▸ Work to be completed
In the Grid app text, what do users tap to turn the voice interface on or off?

The entire app can be interacted with using the voice user interface. After tapping on the blue icon to activate the voice interface, users can speak commands such as searching for a location and hear responses. Users can tap the blue icon again to turn off the function and interact with the app using the touch interface. This hands-free interaction allows the user to continue using the app even if both of their hands are occupied.
Grid is currently limited to the scope of the University of Washington Seattle campus as its target audience. This is because we discovered that a significant portion of the undergraduate student body–more than 2400 students–find it difficult to locate information about accessibility resources. Moreover, in creating Grid, we hoped to foster a more tight-knit community as users share more common points of interest and can more easily connect. Having said this, we recognize that our particular scope is limiting as it does not help students who travel off-campus into the larger Seattle area.
Furthermore, while our app improves the visibility of information about blocked paths, many obstacles will likely remain unknown to users until it is too late and the user has to turn back to find another route. An example of such obstacles includes Lime Bikes that are often left in the few accessible routes available. Raising awareness about the consequences of such actions to both users and the general public would help minimize such obstacles. While our app intends to make information quicker to find, accessibility is a nuanced and changing experience all the time. Consequently, our app cannot reflect that to its full capacity but we can aim to make progress in accessibility design on the UW campus.
"While our app intends to make information quicker to find, accessibility is a nuanced and changing experience all the time. Consequently, our app cannot reflect that to its full capacity but we can aim to make progress in accessibility design on the UW campus."

▸ Referring expression data

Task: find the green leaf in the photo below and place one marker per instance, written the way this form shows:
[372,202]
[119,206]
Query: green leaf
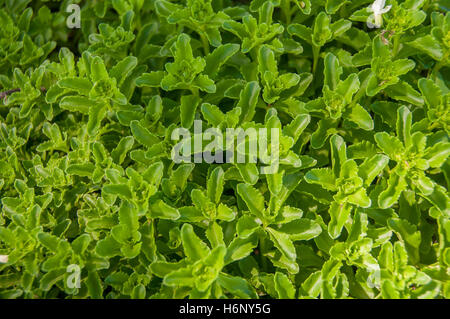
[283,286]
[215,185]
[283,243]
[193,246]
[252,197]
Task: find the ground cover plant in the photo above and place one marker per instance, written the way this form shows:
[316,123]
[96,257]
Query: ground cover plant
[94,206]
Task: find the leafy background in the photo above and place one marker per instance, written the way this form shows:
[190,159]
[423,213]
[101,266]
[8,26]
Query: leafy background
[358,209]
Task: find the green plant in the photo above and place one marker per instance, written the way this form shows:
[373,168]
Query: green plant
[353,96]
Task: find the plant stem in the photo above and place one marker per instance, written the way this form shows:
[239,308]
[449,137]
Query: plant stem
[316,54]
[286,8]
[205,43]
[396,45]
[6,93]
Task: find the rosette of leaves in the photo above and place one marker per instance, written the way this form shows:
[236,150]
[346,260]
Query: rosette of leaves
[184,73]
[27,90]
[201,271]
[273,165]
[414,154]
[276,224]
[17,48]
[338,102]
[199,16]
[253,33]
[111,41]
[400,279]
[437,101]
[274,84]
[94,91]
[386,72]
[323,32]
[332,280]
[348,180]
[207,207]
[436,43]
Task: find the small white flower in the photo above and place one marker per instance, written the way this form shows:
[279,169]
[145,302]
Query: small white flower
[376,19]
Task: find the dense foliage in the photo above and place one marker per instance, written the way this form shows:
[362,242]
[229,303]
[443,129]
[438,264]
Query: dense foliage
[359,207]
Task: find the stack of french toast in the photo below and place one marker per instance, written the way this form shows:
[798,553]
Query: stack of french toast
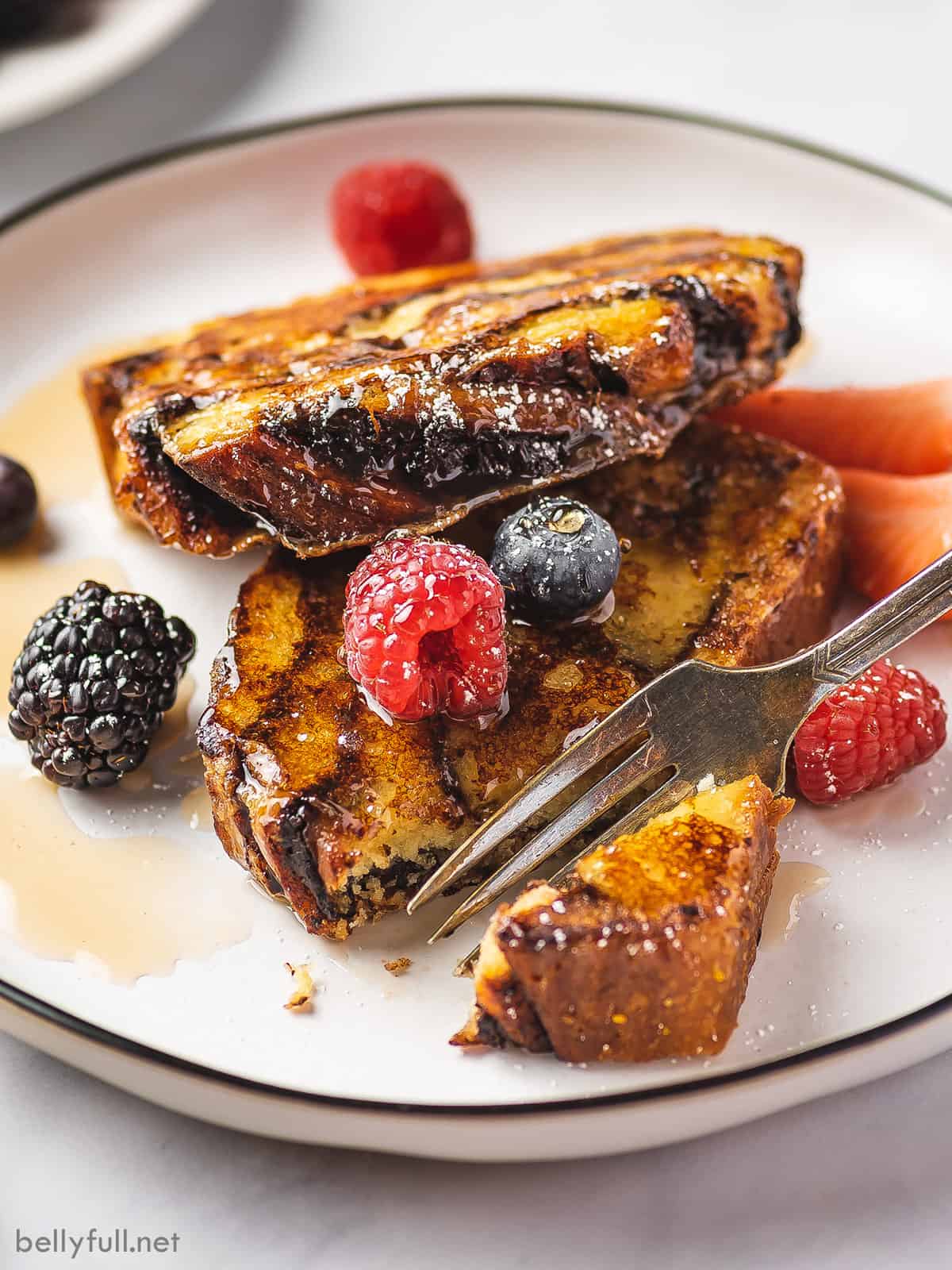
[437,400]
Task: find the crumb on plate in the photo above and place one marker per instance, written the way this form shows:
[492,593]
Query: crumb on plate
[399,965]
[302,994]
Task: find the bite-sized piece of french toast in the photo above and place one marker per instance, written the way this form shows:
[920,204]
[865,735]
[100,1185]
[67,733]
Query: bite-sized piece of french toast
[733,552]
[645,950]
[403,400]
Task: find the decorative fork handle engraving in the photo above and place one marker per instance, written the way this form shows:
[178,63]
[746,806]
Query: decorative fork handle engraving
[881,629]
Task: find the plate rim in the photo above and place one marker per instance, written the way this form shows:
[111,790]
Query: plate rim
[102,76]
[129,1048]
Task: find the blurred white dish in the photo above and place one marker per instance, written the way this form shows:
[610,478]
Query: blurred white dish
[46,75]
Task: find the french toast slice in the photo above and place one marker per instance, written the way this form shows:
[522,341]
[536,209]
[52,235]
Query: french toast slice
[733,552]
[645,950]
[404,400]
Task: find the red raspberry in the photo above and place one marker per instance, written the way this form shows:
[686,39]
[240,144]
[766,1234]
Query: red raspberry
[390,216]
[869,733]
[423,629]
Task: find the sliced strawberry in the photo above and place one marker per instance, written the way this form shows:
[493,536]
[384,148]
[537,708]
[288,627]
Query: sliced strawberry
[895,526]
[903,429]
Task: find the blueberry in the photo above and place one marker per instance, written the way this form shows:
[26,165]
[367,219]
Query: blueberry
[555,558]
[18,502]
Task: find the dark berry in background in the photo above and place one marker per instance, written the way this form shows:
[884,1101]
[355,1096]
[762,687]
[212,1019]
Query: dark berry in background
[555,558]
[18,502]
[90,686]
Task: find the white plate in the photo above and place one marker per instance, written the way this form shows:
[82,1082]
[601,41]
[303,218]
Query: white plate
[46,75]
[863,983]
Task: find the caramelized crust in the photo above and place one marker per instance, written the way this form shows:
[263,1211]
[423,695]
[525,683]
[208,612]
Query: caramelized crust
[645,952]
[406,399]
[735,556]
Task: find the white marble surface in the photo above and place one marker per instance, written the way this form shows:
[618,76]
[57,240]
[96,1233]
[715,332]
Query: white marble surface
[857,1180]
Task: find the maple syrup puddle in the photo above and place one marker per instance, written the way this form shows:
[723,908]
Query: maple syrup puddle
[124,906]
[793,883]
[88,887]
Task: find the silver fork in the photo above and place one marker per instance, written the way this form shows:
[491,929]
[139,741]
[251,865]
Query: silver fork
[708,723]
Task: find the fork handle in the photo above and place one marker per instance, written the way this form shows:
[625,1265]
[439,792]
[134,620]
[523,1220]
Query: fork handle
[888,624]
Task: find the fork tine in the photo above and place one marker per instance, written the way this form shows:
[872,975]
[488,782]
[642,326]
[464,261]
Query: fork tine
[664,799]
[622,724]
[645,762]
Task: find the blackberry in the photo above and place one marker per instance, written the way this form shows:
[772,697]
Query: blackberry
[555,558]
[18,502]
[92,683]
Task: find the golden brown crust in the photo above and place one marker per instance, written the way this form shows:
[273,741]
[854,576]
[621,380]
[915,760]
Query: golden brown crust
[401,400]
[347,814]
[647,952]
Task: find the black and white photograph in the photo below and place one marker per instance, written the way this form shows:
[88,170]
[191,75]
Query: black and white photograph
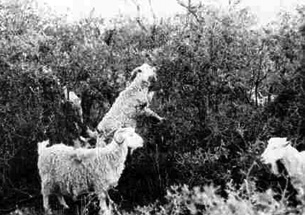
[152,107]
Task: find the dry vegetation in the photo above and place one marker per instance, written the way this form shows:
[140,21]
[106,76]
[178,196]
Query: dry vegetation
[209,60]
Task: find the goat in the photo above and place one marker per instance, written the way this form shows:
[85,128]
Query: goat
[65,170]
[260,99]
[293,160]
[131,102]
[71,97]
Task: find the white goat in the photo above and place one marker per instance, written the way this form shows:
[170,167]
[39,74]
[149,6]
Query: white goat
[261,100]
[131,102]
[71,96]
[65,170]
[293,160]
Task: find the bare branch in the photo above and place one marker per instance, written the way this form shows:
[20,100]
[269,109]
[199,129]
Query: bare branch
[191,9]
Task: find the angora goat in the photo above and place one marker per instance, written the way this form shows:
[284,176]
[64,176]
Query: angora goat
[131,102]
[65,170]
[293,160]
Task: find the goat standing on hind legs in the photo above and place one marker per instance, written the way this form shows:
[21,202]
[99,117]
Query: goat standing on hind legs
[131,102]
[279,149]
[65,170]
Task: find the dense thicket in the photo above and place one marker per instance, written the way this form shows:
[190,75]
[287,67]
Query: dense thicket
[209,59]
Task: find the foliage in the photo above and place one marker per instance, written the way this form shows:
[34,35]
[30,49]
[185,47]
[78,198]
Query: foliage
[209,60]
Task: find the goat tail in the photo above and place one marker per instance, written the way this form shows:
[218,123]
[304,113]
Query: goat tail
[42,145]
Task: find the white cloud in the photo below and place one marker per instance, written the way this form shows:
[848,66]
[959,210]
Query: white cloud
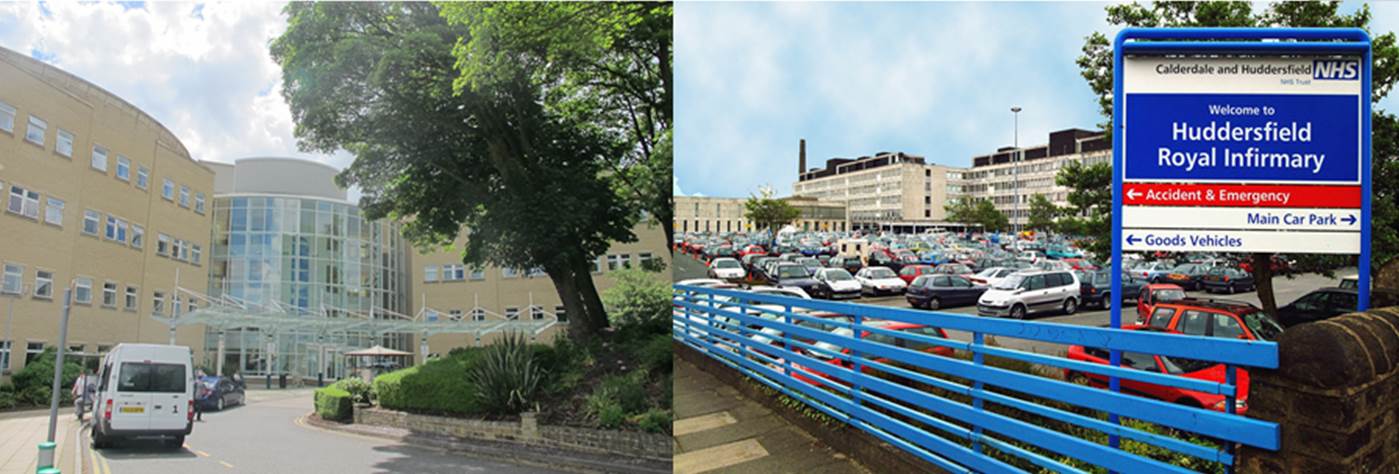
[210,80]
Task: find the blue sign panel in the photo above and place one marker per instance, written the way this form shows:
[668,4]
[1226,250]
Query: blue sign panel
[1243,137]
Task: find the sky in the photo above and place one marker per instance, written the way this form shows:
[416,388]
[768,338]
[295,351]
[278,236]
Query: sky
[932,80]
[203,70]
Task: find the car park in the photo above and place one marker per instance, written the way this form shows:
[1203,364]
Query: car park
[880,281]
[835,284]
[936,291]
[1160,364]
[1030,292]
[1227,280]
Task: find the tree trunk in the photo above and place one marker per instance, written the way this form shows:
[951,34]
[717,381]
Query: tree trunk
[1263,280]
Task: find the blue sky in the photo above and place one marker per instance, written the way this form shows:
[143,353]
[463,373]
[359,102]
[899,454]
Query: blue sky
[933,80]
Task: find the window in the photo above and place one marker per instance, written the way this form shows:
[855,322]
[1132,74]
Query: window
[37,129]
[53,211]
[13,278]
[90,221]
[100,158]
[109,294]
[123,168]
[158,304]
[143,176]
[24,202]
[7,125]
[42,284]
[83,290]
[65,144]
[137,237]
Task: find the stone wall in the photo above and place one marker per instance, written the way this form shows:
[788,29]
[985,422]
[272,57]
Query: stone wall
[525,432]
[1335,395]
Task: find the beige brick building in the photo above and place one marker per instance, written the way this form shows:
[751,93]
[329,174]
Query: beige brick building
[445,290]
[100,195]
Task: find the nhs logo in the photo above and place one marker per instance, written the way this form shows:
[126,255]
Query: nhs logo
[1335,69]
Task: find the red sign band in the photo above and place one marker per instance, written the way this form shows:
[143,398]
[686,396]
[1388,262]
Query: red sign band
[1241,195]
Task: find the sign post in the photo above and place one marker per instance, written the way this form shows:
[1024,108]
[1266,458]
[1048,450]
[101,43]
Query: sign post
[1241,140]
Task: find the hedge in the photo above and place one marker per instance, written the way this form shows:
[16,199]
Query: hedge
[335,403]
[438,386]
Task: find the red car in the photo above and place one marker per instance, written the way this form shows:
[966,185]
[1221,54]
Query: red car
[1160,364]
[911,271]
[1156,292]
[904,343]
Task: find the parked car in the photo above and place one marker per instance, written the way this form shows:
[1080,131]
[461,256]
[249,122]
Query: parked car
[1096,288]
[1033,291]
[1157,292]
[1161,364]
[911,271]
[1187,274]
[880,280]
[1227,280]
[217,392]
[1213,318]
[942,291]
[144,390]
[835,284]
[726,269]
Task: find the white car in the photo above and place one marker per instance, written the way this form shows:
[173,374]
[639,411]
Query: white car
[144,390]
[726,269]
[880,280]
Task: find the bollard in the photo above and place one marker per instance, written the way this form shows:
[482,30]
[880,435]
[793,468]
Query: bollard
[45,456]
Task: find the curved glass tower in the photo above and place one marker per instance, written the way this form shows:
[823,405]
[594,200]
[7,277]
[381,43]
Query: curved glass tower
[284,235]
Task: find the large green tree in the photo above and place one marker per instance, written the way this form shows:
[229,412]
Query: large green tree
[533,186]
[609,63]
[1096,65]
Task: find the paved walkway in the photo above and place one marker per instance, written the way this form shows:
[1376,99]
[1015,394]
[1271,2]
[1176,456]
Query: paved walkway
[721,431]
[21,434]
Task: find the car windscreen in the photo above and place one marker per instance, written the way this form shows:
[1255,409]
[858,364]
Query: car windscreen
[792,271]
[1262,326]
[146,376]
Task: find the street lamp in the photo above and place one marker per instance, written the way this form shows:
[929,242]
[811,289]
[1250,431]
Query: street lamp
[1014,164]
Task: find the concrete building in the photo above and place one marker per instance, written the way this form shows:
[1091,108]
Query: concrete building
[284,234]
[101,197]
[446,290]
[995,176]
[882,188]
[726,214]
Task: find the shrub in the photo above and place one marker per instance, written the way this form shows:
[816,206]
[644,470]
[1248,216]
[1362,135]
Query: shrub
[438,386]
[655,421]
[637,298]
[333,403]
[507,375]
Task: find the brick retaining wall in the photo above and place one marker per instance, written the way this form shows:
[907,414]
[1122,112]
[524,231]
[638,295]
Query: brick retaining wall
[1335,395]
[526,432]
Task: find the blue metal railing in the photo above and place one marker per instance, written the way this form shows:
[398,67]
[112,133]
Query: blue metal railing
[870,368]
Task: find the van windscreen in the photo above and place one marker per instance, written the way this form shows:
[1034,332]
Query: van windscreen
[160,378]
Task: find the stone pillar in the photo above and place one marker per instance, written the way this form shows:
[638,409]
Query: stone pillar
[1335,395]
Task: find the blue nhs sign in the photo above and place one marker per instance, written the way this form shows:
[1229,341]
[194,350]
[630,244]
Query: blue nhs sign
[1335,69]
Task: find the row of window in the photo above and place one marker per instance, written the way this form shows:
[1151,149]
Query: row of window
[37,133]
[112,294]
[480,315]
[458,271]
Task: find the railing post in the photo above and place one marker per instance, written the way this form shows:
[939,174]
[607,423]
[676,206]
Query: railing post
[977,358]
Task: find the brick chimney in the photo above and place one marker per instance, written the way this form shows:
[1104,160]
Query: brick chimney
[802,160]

▸ Result of the task
The blue icon.